Entries contained in a dataset
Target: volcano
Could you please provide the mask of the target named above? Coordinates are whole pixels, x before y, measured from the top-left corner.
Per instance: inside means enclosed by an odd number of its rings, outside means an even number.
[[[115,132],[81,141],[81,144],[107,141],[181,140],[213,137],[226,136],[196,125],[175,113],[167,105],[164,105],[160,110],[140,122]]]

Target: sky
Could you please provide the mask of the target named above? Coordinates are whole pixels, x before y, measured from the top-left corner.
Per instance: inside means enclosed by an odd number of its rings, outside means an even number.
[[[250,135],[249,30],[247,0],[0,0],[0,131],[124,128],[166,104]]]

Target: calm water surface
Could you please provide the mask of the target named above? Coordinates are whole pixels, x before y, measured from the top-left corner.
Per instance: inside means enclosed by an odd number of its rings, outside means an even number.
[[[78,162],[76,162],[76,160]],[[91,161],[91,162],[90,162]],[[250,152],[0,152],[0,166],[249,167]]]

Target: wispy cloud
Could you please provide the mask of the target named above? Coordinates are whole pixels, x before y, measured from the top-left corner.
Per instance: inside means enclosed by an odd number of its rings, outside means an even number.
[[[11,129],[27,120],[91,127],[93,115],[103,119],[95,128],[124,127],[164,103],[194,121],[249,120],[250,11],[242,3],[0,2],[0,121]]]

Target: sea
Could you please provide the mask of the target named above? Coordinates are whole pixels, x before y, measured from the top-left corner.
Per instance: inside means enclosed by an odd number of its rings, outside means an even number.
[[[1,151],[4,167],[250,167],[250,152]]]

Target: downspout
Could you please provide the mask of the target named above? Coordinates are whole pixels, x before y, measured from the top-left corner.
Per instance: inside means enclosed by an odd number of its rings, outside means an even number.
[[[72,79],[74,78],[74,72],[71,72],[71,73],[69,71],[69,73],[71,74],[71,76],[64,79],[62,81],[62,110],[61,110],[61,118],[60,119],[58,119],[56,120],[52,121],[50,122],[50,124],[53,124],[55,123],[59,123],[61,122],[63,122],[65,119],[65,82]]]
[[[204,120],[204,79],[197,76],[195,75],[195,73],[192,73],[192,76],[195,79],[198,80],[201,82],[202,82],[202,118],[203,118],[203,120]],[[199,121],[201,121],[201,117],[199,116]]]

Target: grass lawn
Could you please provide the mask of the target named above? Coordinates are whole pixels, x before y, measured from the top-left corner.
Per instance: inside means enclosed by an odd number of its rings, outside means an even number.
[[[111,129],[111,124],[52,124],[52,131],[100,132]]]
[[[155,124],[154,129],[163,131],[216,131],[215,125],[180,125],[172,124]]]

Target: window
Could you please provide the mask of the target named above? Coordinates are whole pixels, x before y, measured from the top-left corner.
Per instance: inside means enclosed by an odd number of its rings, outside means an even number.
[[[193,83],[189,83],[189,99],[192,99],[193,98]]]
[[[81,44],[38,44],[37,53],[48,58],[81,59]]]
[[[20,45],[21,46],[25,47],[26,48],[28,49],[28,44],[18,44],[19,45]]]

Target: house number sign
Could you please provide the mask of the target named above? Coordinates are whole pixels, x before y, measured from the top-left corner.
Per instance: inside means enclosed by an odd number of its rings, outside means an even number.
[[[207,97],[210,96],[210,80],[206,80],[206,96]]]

> **Exercise**
Please copy out, word for word, the part of the entries that opens with the line containing "Target: wispy cloud" and closes with the line containing "[[[1,151],[4,167],[250,167],[250,152]]]", including both of those lines.

> **Task answer**
Target: wispy cloud
Could you please provide the mask of the target named above? Coordinates are whole pixels, x before y, measured from the top-left corner.
Per instance: inside means enclosed by an odd number of its rings, outside means an even number.
[[[11,129],[27,120],[91,127],[93,115],[103,119],[95,128],[124,127],[164,103],[194,121],[249,120],[250,11],[242,3],[0,2],[0,121]]]

Target: sea
Could you please provide the mask of the target named above? Coordinates are whole pixels, x before y, measured from the top-left corner.
Per instance: inside means enclosed by an odd number of its rings, outside means an even number.
[[[1,151],[4,167],[250,167],[250,152]]]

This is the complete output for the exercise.